__SOURCE DATA__.
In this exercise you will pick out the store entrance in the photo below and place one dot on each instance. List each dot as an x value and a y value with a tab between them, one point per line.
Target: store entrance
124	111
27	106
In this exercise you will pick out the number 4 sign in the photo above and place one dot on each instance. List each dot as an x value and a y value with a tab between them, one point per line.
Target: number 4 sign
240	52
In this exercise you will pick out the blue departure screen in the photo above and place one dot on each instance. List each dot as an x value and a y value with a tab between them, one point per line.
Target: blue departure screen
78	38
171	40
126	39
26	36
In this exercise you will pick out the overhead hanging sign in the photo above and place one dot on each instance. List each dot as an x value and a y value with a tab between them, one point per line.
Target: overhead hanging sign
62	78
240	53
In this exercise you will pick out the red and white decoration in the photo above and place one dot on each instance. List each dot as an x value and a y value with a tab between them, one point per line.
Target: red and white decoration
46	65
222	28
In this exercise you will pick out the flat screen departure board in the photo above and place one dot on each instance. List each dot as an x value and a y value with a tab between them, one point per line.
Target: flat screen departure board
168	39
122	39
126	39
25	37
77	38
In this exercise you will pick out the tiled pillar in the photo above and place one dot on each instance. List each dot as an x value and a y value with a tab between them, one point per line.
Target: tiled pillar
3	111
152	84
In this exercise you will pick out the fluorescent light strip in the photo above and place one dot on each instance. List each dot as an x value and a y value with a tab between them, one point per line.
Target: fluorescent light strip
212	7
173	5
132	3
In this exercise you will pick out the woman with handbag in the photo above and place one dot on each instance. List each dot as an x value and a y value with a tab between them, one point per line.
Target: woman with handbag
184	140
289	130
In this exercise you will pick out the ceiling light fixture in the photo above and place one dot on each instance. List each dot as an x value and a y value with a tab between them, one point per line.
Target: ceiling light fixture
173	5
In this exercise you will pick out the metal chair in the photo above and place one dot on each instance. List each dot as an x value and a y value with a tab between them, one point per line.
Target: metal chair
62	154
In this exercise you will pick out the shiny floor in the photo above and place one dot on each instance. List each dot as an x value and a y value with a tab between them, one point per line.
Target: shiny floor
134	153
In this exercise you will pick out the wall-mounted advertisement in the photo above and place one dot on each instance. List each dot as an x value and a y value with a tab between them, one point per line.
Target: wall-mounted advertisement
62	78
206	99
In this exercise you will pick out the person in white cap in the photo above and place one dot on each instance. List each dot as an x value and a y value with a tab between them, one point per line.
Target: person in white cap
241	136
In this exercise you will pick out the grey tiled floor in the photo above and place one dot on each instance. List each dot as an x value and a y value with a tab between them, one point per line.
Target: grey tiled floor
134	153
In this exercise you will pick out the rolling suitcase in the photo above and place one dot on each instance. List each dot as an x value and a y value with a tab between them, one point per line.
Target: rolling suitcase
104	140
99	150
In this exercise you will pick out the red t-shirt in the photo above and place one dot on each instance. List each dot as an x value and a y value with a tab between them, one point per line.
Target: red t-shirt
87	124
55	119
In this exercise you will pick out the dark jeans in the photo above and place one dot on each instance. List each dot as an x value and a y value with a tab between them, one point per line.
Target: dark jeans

__WORK TO BE COMPLETED__. Where a line contains "In this exercise you will pick out the red t-shirt", begin there and output each line through the end of the data above, exactly; give no other lines.

__EXERCISE RESPONSE__.
In this exercise you will pick out the red t-shirt in the photo above and place one dot on each instance. List each dot as an x value and a y value with a tab between them, one point per line.
Target: red t-shirt
87	124
55	119
In this exercise you will pick out the dark jeans in the photo above and place one dot on each instance. List each dot as an x value and a y value with a tab between them, one point per line.
Target: dark jeans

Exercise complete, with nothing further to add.